* **DO THIS**: Type every record exactly as it appears.

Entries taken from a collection
+++

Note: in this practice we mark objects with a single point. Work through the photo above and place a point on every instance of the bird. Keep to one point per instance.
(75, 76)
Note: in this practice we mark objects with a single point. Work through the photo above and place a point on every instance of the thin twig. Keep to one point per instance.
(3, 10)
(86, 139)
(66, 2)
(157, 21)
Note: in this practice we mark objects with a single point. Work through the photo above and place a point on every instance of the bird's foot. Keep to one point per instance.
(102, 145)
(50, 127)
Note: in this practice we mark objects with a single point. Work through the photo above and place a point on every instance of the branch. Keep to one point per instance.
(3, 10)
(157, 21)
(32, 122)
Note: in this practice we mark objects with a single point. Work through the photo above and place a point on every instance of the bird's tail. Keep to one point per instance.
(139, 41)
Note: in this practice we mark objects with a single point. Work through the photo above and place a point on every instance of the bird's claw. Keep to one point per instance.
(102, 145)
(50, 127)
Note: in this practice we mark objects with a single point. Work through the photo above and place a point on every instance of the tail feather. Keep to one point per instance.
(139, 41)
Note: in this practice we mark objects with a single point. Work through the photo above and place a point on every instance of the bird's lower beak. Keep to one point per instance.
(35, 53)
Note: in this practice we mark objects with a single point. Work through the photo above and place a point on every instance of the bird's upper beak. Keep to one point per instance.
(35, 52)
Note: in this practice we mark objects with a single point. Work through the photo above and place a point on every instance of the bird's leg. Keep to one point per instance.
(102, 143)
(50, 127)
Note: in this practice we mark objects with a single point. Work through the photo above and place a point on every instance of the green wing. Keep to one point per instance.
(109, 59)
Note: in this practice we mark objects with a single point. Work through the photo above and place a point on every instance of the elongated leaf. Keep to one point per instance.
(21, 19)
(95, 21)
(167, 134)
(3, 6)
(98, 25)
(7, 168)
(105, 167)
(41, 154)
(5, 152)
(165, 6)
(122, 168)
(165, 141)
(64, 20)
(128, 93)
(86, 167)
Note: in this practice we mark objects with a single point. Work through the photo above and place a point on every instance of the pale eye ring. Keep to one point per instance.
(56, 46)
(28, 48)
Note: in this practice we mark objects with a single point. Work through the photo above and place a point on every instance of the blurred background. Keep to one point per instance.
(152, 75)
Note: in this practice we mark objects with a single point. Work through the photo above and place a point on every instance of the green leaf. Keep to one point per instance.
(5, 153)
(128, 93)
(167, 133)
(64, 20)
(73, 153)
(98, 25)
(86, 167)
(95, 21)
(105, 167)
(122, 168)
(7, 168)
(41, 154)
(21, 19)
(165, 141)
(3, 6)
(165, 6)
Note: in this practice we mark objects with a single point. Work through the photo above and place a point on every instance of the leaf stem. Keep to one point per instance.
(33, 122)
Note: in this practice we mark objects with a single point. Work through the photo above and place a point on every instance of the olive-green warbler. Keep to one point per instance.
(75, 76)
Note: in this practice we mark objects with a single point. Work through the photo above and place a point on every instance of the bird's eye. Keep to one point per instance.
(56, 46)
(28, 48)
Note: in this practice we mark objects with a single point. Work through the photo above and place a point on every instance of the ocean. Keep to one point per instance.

+++

* **RESPONSE TO THIS TASK**:
Note: in this practice we mark objects with a single point. Work through the photo above and place a point on every instance of the bird. Keep to one point per instance.
(75, 76)
Note: in this practice we mark objects with a single point. Work through the photo above and place a point on every instance of the thin twig. Keep to one point per instance.
(3, 10)
(86, 139)
(66, 2)
(157, 21)
Note: in this practice we mark objects with a single point. Work through the photo above and place a point on every instance of the bird's foot. Keep to one point per instance.
(102, 145)
(50, 127)
Note: in this practice we mark objects with a single point. Work through the photo above and place a point on every instance of the branch. Keep to one point per instance.
(3, 10)
(157, 21)
(32, 122)
Note: in this practice we mark objects with a single point. Work through the photo above and place a point on every instance of the bird's tail. Keep to one point per instance.
(139, 41)
Note: in this practice we mark objects with a single point. Work through the photo above and place a point on every instance of the bird's claw. Keep to one point per instance.
(102, 145)
(50, 127)
Note: in this practice we mark objects with a single point. Work through the photo above and place a point on every instance of the tail feather. Keep to one point per instance.
(139, 41)
Note: in this practice we mark objects with a single point. Work through the photo above and place a point on every instance of the bird's lower beak. Keep to one point per instance.
(35, 53)
Note: in this practice we mark objects with a single point. Work through the photo above and place a point on every instance of the bird's upper beak. Keep to one point per instance.
(35, 52)
Note: in this practice we mark objects with a single point. Work through the photo above and place a point on every instance of the bird's leg. Keep to one point per instance.
(102, 143)
(50, 127)
Note: in this practice we mark objects with a single point. Work through the photo above and place a point on every instance of the green wing. Keep to one point per instance.
(109, 59)
Note: in this practice we mark objects with a single point. Work through the photo above and place a point on every instance of the elongated leaf. Keep to one point per instance.
(21, 19)
(95, 21)
(167, 134)
(3, 6)
(98, 25)
(7, 168)
(105, 167)
(41, 154)
(5, 152)
(165, 6)
(122, 168)
(165, 141)
(64, 20)
(128, 93)
(86, 167)
Note: in this practice we mark objects with a single point. Work through the photo above and place a point on every instance of the pale eye ring. Keep to one point per instance.
(56, 46)
(28, 48)
Note: in this practice we mark objects with a single point. Work through the photo above and place a point on every instance of the blurred background. Keep to one point per instance.
(152, 75)
Note: in this practice we mark objects with a single point. Work through the photo above and place a point on every instance of the green leaf. Keep to one point per instance.
(5, 153)
(128, 93)
(167, 133)
(64, 20)
(73, 153)
(98, 25)
(86, 167)
(95, 21)
(105, 167)
(122, 168)
(7, 168)
(41, 154)
(21, 19)
(165, 141)
(3, 6)
(165, 6)
Note: in this practice we mark objects with a single point. Work through the photo above and place a point on every instance of the leaf stem. Keep to one point per instance.
(33, 122)
Note: in this practice we mark objects with a single point. Work through the photo above and place a point on every instance of the olive-green warbler. Keep to one point per instance.
(75, 76)
Note: in this practice we mark objects with a single point. Work through the photo above and place a point on every instance of the bird's eye. Keep to one point per instance.
(56, 46)
(28, 48)
Note: in this practice we mark objects with a single point. Work through the photo above and place a point on every instance of the ocean. Keep to one point per instance.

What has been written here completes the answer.